— start of RECORD LIST —
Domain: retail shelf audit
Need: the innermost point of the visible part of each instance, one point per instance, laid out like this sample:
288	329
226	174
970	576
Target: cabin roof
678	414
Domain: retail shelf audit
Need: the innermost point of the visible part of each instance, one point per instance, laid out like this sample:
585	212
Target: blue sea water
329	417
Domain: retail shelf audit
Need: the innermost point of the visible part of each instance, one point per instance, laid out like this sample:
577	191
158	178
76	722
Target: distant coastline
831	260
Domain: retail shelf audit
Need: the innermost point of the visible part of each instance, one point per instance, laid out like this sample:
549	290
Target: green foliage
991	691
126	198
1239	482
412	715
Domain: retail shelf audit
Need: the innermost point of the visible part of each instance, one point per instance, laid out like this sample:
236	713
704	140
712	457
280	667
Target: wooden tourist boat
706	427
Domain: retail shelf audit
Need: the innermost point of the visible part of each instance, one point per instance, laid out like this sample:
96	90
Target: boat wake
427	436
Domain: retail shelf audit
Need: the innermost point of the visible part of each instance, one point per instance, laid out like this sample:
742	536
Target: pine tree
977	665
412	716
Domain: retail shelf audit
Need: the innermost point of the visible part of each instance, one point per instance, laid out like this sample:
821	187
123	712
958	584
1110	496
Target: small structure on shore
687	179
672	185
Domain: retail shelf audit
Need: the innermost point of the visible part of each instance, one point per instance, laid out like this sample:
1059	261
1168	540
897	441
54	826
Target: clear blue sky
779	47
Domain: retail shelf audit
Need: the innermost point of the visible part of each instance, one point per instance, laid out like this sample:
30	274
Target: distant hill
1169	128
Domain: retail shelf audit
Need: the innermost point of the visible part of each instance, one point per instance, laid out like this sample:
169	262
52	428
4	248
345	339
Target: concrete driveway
— end of RECORD LIST —
[REQUIRED WORK] Copy every line of the records word for word.

[EXPECTED ANSWER]
Domain: retail shelf audit
Need: the innermost point of the visible part of each instance, one point per instance, laid out like this sample:
288	329
226	174
970	576
Target: cabin roof
678	414
Domain: retail shelf audit
Need: the innermost point of the visible part of each instance, one point per instance, laid out like this sample:
585	212
Target: blue sea water
329	417
Domain: retail shelf audit
Need: the innermost point of the visible part of each instance, one point per instance, laid out like this sample:
577	191
158	178
76	722
Target: distant coastline
831	260
Domain: retail shelf audit
Need: the innermost point of the visible part of each instance, one point per instance, laid out like this sample:
549	290
Target: green foliage
991	691
126	198
1239	482
412	715
Domain: retail shelf audit
Need: the innermost point of the visible part of each instance, one point per instance, laid out like this sample:
236	713
704	140
712	457
280	667
Target: wooden tourist boat
706	427
Domain: retail shelf audit
Need: the innermost point of the visible part of each instance, one point per instance, laid out like this sample:
96	90
Target: boat wake
427	436
Domain: retail shelf audit
Need: the innermost point of the visible part of each instance, one point per instance, laid out like this sample:
742	536
Target: pine tree
977	665
412	716
Domain: retail shelf audit
Need: the innermost point of the visible part of each instance, one point per instance, laid out like this sample:
821	187
123	712
958	584
1110	496
Target: small structure on shore
687	179
672	185
Domain: retail shelf audit
Need: the innermost point of the visible part of each instance, one point per instance, laid out like this sample:
1059	261
1168	540
897	441
54	826
Target: clear blue sky
779	47
Domain: retail shelf audit
Need: the innermost point of the visible part of each instance, one point per instance, laid out like this sample:
30	274
Target: distant hill
1169	128
Domain: retail shelf audit
Need: the innermost point of the visible part of each instance, one point per instance, laid out like this sample:
169	262
52	428
4	248
345	339
Target: concrete driveway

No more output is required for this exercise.